> **EXERCISE PROMPT**:
Transcribe only the part of the listing below that begins at the line containing "Mark one point on every instance of the floor" and runs to its final line, keeping both ends.

> **SUPPLIED MATERIAL**:

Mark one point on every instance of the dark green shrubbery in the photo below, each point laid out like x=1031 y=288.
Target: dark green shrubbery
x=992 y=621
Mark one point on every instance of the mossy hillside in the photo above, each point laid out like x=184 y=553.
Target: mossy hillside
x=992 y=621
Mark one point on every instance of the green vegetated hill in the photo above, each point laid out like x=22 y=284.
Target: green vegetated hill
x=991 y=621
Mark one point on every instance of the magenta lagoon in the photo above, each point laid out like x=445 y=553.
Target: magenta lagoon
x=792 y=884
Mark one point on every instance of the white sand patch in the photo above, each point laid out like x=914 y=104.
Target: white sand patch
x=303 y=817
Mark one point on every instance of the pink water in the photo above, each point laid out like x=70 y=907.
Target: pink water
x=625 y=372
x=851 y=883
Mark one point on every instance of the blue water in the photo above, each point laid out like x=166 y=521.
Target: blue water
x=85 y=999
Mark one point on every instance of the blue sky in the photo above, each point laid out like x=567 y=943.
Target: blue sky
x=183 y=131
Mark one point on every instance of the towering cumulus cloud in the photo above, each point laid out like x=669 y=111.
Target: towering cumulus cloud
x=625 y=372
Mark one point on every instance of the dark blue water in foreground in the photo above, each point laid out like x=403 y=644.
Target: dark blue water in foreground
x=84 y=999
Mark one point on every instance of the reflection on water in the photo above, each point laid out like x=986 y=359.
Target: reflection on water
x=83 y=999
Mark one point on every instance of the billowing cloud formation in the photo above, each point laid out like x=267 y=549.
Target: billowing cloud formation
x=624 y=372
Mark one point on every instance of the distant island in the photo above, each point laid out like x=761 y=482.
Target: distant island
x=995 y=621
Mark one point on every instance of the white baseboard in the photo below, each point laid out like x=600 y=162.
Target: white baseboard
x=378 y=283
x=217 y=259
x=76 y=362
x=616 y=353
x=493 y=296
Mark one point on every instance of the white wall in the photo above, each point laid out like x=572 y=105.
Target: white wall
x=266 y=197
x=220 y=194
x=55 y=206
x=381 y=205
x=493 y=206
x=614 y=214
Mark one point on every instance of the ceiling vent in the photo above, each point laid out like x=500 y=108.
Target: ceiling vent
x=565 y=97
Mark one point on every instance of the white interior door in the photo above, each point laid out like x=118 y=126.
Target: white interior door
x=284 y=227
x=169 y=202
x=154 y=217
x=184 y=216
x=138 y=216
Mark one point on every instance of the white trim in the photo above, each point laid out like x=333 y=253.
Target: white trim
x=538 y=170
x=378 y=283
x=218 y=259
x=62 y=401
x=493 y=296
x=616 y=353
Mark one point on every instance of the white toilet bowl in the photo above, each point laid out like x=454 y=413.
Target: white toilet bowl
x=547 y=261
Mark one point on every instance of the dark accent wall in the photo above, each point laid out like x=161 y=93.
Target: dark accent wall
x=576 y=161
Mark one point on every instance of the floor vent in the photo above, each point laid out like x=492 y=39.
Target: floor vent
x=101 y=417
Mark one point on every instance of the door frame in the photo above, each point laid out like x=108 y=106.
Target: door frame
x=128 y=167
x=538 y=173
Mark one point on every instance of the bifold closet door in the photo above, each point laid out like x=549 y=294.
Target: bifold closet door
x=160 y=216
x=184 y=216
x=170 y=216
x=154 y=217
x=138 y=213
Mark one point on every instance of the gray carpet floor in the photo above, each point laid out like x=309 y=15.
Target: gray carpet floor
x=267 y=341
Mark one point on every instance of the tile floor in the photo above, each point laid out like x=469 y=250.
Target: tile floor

> **SOLUTION FOR THIS PROBLEM**:
Mark one point on every instance of the floor vent in the photo above, each point laid out like x=492 y=39.
Target: floor vent
x=101 y=417
Mark one point on every instance of the door frame in the photo above, each point laid out like x=108 y=106.
Target: door frame
x=128 y=167
x=538 y=173
Mark one point on every instance of the bifold closet door in the photo above, each point laid out like x=549 y=294.
Target: bifold closet door
x=160 y=216
x=184 y=216
x=170 y=216
x=154 y=217
x=138 y=213
Mark one point on every instance of the gray carpet floor in the photo above, each point laid out like x=309 y=15.
Target: gray carpet floor
x=267 y=341
Mark one point on every instance of the tile floor in the photo above, each point laid out like x=469 y=250.
Target: tile floor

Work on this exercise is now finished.